Selected text:
┄┄┄┄┄┄┄┄┄┄┄┄┄┄┄┄┄┄┄┄

The fundamentals are learned once a much higher level problem situation is identified, because for most people the only interesting stuff is higher up. It seems to me that we should begin with the messy, complicated, and interesting stuff, and then once children begin to identify problems for themselves, the fundamentals can be introduced so that questions are asked and wanted answers received.

Despite popular metaphor, the growth of knowledge is not a building constructed brick by brick from a secure foundation. In fact, the foundations are often only discovered much later.

Mark M. writes:

Here's a popular recent article from the Atlantic which is interesting:

http://www.theatlantic.com/magazine/archive/2010/01/what-makes-a-great-teacher/7841/

One problem I see in the education market is that even if we figure out "what makes a great teacher", as the Atlantic article gets at for the most part, the solution is not scalable. That is, even if we can pinpoint the best teacher in the world, we can only get him/her in front of 30 students at once. If Fedex, Wal-Mart or Apple identifies some best process or best practice, it is deployed company-wide.

That said, it seems that there need to be a competitive process surrounding the creation of high quality curricula in digital form. Why don't we have a series of highly regarded (in terms of votes, views) high school history classes on youtube (perhaps they exist, but I assume using them in public schools would be prohibited by the unions in some way or another)? As Bill Gates indicated in his recent foundation letter, education is one area where technology has had little impact and he points to sites like academicearth.org as a potential model for improvement (The Teaching Company at teach12.com is another company that does this very well). Indeed, while things generally decrease in price over time as a result of specialization and efficiencies, education keeps getting more expensive (something like 10k+ / student now.)

Other improvements I like are the suggestion that only a bachelors be required to teach. The existing setup is obviously designed to create barriers to entry into the profession. This is like CPAs now needing 150 credits, excessive testing for actuarial scientists, etc.

┄┄┄┄┄┄┄┄┄┄┄┄┄┄┄┄┄┄┄┄

Data under study:
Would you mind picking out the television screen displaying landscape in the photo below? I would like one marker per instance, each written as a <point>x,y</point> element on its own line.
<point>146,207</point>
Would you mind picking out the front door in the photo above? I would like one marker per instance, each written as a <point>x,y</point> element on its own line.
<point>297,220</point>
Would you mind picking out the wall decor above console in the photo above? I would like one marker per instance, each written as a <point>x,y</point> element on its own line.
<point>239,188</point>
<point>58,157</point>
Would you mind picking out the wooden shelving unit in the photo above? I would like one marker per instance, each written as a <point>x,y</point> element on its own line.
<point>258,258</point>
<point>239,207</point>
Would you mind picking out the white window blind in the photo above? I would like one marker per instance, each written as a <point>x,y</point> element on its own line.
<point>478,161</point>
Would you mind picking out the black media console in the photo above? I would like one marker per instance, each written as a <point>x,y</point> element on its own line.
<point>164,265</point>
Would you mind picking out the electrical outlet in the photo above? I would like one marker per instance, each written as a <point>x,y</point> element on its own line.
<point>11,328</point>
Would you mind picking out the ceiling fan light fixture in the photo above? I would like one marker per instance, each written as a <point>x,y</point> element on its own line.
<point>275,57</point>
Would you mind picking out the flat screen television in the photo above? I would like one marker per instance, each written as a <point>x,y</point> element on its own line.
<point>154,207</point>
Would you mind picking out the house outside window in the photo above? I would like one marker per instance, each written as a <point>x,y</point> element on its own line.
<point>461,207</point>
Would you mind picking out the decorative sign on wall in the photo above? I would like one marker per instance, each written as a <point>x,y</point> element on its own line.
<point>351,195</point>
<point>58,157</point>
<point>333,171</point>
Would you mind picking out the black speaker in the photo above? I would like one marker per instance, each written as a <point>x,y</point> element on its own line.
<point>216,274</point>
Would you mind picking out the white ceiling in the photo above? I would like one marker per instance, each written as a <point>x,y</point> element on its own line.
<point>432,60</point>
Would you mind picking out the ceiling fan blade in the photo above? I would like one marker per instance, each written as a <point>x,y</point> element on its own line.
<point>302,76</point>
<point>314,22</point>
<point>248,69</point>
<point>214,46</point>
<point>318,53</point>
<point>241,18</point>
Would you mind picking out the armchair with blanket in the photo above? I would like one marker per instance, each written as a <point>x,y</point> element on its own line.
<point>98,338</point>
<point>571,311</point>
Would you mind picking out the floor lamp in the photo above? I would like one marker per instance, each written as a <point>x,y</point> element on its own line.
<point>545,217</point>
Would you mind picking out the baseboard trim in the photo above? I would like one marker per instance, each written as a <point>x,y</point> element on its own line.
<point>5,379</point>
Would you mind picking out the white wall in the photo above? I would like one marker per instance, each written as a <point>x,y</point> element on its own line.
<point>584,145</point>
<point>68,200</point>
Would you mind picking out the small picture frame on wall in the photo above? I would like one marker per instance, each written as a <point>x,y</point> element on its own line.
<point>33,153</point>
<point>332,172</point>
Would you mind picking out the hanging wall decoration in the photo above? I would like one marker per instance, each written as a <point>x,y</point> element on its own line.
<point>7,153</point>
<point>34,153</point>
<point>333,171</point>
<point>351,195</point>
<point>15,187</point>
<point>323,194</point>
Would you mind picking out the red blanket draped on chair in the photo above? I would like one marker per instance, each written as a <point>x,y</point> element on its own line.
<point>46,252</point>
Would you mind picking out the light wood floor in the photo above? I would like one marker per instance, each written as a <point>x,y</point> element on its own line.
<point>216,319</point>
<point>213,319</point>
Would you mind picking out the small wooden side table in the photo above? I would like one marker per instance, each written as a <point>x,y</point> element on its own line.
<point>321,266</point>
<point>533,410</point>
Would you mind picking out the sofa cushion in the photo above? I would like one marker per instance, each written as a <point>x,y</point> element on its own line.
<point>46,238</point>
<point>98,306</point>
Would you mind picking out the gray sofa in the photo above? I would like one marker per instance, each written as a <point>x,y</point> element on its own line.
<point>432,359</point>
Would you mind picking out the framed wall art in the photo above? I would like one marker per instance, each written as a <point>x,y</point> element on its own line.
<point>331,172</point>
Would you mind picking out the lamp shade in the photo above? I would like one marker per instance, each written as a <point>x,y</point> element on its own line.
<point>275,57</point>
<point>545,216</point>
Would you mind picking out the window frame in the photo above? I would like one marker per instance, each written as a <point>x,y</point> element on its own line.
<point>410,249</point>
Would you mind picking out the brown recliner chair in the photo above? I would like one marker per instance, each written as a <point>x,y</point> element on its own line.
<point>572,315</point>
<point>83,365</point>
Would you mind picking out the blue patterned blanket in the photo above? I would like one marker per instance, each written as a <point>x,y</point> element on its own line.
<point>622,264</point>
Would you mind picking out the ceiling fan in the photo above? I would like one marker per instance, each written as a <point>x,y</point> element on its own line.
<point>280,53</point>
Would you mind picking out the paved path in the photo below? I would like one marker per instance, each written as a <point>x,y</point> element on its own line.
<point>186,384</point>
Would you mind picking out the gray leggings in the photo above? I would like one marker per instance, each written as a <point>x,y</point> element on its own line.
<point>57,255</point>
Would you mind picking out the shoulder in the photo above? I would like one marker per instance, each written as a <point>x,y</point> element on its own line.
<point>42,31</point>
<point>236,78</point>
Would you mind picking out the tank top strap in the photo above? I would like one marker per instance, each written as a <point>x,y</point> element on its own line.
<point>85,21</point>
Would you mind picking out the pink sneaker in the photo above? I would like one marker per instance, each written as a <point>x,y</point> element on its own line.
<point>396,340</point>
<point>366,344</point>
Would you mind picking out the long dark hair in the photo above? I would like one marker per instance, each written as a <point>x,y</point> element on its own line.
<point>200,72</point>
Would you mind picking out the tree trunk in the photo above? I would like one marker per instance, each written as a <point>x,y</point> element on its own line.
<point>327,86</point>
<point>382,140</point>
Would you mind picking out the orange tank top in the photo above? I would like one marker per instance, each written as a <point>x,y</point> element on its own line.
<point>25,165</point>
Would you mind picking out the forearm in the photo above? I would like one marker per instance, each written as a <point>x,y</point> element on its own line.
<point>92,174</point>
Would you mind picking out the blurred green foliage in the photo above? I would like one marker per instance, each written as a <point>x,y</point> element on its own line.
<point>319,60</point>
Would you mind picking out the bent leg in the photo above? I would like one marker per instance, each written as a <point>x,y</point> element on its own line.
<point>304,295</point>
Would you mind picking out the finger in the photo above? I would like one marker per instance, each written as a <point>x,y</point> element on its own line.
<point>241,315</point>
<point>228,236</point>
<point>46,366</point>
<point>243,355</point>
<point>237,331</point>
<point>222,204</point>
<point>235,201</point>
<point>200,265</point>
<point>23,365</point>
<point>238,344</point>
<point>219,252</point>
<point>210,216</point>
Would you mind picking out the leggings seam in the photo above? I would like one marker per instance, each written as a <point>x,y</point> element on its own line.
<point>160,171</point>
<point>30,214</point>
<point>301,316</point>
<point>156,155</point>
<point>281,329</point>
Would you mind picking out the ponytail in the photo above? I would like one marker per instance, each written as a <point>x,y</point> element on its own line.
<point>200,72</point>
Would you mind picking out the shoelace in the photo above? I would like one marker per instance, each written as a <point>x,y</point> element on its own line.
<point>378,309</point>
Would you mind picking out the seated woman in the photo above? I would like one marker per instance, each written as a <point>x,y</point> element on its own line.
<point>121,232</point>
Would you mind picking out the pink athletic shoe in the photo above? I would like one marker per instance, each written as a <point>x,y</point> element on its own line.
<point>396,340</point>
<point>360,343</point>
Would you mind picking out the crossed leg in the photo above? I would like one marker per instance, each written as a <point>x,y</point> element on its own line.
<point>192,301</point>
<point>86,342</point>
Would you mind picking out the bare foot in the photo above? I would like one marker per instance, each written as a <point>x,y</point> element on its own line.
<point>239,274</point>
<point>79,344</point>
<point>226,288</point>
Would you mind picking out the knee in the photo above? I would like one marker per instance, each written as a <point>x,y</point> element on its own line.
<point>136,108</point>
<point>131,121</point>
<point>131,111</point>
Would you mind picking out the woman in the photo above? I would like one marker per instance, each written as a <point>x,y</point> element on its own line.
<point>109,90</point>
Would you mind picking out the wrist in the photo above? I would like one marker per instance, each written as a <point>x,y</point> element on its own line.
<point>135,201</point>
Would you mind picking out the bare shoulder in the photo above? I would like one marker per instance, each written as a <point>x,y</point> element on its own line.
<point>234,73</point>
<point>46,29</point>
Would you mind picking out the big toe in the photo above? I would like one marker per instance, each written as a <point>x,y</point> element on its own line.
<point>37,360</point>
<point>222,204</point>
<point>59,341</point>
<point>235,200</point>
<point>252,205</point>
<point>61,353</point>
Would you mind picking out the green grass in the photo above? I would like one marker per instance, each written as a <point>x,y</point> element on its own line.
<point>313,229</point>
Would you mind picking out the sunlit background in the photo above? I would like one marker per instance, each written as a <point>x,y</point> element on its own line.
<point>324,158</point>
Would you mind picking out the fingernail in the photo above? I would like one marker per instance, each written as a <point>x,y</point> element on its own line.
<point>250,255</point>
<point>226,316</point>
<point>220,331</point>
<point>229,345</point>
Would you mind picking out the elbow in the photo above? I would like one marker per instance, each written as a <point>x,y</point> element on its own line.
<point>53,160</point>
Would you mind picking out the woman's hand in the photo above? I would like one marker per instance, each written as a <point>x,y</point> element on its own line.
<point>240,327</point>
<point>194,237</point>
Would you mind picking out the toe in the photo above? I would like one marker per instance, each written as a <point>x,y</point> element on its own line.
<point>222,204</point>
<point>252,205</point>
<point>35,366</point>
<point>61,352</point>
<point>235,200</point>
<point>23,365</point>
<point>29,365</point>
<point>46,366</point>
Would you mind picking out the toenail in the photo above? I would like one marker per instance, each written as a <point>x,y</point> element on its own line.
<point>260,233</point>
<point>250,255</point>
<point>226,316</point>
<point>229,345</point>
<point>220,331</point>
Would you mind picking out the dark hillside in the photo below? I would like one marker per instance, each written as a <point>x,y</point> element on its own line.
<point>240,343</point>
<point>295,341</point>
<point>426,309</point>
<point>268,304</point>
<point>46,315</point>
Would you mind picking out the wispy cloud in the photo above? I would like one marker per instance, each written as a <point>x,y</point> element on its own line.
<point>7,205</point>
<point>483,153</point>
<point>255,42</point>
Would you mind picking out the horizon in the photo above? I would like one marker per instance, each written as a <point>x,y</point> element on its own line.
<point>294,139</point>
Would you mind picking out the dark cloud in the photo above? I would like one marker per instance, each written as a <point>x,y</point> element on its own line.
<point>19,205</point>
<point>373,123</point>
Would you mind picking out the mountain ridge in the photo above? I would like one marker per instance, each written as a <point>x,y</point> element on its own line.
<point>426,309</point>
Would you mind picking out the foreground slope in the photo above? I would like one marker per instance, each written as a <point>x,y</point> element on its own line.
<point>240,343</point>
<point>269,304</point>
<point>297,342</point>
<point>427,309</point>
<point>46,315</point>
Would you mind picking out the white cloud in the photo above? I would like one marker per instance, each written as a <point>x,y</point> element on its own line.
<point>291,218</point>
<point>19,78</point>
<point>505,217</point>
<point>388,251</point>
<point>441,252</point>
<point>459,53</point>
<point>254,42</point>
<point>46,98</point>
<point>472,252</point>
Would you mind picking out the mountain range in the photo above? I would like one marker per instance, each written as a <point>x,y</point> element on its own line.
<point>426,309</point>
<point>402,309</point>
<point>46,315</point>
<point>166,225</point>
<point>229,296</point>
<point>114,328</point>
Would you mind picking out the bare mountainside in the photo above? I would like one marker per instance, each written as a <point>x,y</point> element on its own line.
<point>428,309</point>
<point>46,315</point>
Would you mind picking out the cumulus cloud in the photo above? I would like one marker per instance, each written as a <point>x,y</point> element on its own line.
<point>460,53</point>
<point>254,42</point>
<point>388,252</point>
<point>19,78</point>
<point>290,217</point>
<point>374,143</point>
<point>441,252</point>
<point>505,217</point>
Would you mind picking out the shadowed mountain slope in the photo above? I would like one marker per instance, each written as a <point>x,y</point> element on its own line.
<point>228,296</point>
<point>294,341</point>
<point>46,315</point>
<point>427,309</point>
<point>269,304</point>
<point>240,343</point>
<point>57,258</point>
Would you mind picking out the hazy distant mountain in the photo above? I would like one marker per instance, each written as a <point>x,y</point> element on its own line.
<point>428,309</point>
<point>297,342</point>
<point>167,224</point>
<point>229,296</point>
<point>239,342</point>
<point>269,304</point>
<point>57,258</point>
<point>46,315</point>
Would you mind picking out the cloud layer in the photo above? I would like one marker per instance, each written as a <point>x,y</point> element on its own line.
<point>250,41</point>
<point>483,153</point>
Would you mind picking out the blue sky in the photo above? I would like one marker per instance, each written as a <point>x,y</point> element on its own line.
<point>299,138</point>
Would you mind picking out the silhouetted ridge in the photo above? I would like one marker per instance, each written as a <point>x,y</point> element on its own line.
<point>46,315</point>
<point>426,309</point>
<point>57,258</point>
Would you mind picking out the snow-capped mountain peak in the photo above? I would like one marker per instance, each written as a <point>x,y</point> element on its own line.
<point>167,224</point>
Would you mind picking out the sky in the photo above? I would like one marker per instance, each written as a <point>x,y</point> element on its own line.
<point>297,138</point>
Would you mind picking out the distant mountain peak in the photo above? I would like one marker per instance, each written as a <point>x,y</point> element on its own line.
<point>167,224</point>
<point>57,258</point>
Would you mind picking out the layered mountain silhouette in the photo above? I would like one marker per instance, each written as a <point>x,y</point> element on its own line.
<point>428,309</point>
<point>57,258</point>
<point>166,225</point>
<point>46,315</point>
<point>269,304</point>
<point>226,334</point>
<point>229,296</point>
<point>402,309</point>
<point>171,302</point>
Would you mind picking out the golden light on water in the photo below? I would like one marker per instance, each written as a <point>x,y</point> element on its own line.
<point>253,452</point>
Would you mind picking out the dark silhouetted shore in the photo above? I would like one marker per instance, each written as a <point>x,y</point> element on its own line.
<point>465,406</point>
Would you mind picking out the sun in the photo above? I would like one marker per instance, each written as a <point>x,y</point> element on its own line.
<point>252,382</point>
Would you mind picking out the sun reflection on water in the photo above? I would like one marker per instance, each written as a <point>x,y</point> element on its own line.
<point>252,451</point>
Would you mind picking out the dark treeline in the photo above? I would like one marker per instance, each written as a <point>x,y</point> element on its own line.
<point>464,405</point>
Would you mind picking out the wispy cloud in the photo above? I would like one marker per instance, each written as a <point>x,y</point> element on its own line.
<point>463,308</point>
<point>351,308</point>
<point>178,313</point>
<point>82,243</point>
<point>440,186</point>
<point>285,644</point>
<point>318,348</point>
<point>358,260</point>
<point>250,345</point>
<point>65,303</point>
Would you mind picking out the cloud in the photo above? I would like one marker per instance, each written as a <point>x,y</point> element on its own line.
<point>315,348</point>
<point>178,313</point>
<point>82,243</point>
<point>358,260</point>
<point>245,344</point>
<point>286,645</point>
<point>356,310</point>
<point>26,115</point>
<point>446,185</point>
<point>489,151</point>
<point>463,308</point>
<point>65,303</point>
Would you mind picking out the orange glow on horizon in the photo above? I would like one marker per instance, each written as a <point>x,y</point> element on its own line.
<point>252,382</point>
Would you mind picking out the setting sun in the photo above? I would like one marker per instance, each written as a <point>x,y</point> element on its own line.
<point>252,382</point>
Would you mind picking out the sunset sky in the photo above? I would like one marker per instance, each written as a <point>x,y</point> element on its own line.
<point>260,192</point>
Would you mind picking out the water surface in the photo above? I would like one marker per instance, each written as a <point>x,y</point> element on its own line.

┄┄┄┄┄┄┄┄┄┄┄┄┄┄┄┄┄┄┄┄

Task item A: In the education text, which site does Bill Gates point to as a potential model for improvement?
Task item B: Retype everything in the education text from "One problem I" down to "is deployed company-wide.".
Task item C: According to the education text, why should teaching begin with the messy, complicated, and interesting stuff rather than the fundamentals?
Work from the education text alone, not the rows.

Worked solution A: academicearth.org

Worked solution B:
One problem I see in the education market is that even if we figure out "what makes a great teacher", as the Atlantic article gets at for the most part, the solution is not scalable. That is, even if we can pinpoint the best teacher in the world, we can only get him/her in front of 30 students at once. If Fedex, Wal-Mart or Apple identifies some best process or best practice, it is deployed company-wide.

Worked solution C: The fundamentals are learned once a higher-level problem situation is identified, and for most people the only interesting stuff is higher up. Once children begin to identify problems for themselves, the fundamentals can be introduced so that questions are asked and wanted answers received.